◆ Problem to solve
Drop the images; return everything else in the listing below exactly.

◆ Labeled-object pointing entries
=======

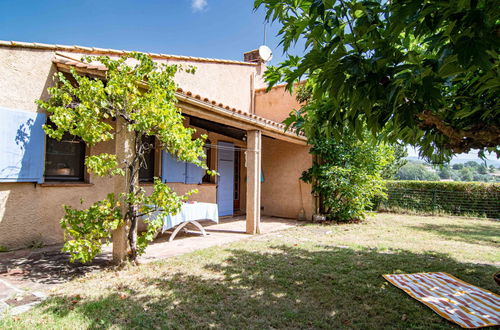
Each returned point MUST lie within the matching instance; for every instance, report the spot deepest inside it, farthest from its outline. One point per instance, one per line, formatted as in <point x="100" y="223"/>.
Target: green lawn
<point x="312" y="276"/>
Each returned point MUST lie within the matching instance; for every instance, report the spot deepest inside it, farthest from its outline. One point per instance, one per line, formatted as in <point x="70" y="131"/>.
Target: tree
<point x="471" y="164"/>
<point x="445" y="173"/>
<point x="422" y="72"/>
<point x="414" y="171"/>
<point x="399" y="160"/>
<point x="482" y="169"/>
<point x="467" y="174"/>
<point x="138" y="95"/>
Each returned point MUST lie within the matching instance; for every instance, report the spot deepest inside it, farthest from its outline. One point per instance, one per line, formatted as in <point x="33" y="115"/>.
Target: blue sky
<point x="207" y="28"/>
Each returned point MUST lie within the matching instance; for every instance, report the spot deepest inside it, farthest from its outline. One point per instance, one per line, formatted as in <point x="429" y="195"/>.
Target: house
<point x="258" y="161"/>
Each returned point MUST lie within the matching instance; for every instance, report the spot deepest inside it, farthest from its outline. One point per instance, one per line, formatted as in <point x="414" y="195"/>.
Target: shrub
<point x="347" y="174"/>
<point x="457" y="198"/>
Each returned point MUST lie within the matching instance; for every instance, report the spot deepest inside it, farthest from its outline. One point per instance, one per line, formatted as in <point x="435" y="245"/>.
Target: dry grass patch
<point x="307" y="277"/>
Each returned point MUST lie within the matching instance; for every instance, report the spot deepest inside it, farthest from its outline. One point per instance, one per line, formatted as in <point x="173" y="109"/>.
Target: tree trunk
<point x="124" y="149"/>
<point x="132" y="215"/>
<point x="134" y="168"/>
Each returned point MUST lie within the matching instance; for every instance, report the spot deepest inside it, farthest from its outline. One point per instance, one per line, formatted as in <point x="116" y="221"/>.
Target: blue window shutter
<point x="172" y="170"/>
<point x="194" y="173"/>
<point x="22" y="146"/>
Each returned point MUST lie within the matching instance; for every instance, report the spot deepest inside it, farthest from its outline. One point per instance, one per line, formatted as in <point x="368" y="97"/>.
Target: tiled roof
<point x="188" y="94"/>
<point x="104" y="51"/>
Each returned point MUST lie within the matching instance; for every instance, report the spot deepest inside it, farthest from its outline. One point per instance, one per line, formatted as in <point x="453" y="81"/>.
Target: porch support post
<point x="254" y="156"/>
<point x="124" y="152"/>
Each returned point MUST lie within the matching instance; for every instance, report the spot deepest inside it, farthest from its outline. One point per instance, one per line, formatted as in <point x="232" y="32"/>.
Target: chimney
<point x="252" y="56"/>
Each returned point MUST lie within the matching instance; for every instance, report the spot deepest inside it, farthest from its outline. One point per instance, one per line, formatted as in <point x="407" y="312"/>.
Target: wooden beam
<point x="254" y="157"/>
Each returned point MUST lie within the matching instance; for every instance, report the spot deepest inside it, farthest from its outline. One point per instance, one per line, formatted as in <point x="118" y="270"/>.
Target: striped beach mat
<point x="465" y="304"/>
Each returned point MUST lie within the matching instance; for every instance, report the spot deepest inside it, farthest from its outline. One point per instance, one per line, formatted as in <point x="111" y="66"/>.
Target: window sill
<point x="66" y="184"/>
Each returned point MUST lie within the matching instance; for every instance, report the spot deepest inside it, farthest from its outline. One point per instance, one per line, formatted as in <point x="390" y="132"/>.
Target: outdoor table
<point x="190" y="212"/>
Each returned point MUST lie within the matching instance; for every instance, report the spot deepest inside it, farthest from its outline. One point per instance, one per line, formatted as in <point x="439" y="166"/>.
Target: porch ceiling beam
<point x="192" y="106"/>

=======

◆ Completed task
Each returned point MUST lie within the matching instance; for every instance, report the spot deepest inside it, farthest from its outline. One point per instance, one per line, formatted as in <point x="100" y="223"/>.
Target: green lawn
<point x="312" y="276"/>
Each returned point MUST lie within the matching instance; for every instance, report the spot deepest inside it, farthest from its outline. One point per instance, one per line, formatted as in <point x="70" y="131"/>.
Target: tree
<point x="471" y="164"/>
<point x="445" y="173"/>
<point x="422" y="72"/>
<point x="414" y="171"/>
<point x="399" y="160"/>
<point x="482" y="169"/>
<point x="467" y="174"/>
<point x="138" y="95"/>
Each returned point MUST lie within the matching instance; for every instance, report the spot deepest inside it, farthest from its outline. One point per instance, one per line, formatted as in <point x="33" y="115"/>.
Target: blue sky
<point x="207" y="28"/>
Each returned point MUST lie within the matching instance; for every instance, report the spot deepest inside it, farthest from its outline. One point per instance, one per line, formatted as in <point x="429" y="195"/>.
Target: house
<point x="258" y="161"/>
Each returned point MUST lie within the matching instance; for every instance, report the spot deepest inside it, farthest from its outline. One point per instance, one per line, formatted as in <point x="414" y="195"/>.
Target: shrub
<point x="347" y="174"/>
<point x="457" y="198"/>
Each returned point MUST lie within the matching instance; for every instance, report the spot deepest inside it, farthest from its outline. One point per instance, one per line, formatted as in <point x="435" y="245"/>.
Target: dry grass patch
<point x="307" y="277"/>
Each returned point MUST lie within the matching instance; for every instance, report the spot deepest inside it, farthest from its outline. One point per instance, one per line, formatted as in <point x="173" y="109"/>.
Target: tree trunk
<point x="124" y="149"/>
<point x="132" y="215"/>
<point x="134" y="168"/>
Each returned point MUST lie within the matching instance; for every instance, report the spot deepest inside it, farthest from its outline. One point per instance, one per line, formatted as in <point x="116" y="221"/>.
Target: blue window shutter
<point x="172" y="170"/>
<point x="194" y="173"/>
<point x="22" y="146"/>
Each returned point MUST lie within the matching instance; for every instance, report the spot deepest inside it, farthest from its outline. One point per instance, one per line, formatted as in <point x="368" y="97"/>.
Target: tiled roof
<point x="188" y="94"/>
<point x="104" y="51"/>
Each returned point MUST lie within the matching instance; for every instance, report the spot deepest inside it, farthest from its outline. One point per instance, one per line, formatted as in <point x="453" y="81"/>.
Target: porch support post
<point x="254" y="156"/>
<point x="124" y="152"/>
Each returned point MUST lie within the matching instance; for every instance, report the spot deepest inside it, farthest from its outline. One point per instance, one per line, formatted as in <point x="232" y="32"/>.
Target: chimney
<point x="252" y="56"/>
Each returned point MUST lie within the matching instance; for every instance, report the spot deepest inside it, farthest from its outline. One point per instance, one per line, formatted as in <point x="407" y="312"/>.
Target: wooden beam
<point x="254" y="157"/>
Each returned point MUST lie within the matching instance; for every instance, report the spot deepest inside it, farthest from its outline. One point per instance, one per line, formatted as in <point x="118" y="270"/>.
Target: striped beach mat
<point x="465" y="304"/>
Each returned point MUST lie within the matching instance; for every instance, report the spot deepest inside it, farthest from its outline. One point per instance, one per line, formatted as in <point x="111" y="66"/>.
Target: window sill
<point x="66" y="184"/>
Each returned point MUST lie within the matching instance; for every instance, report the spot deepest inside it, farthest from its outline. One point per instance, one per line, formatted as in <point x="390" y="132"/>.
Target: outdoor table
<point x="190" y="212"/>
Each returned point MUST lie within the matching instance; for every instance, report the spot deepest inside it, farthest from its outline. One point per instance, one per line, formatted as in <point x="439" y="166"/>.
Target: porch ceiling beam
<point x="192" y="106"/>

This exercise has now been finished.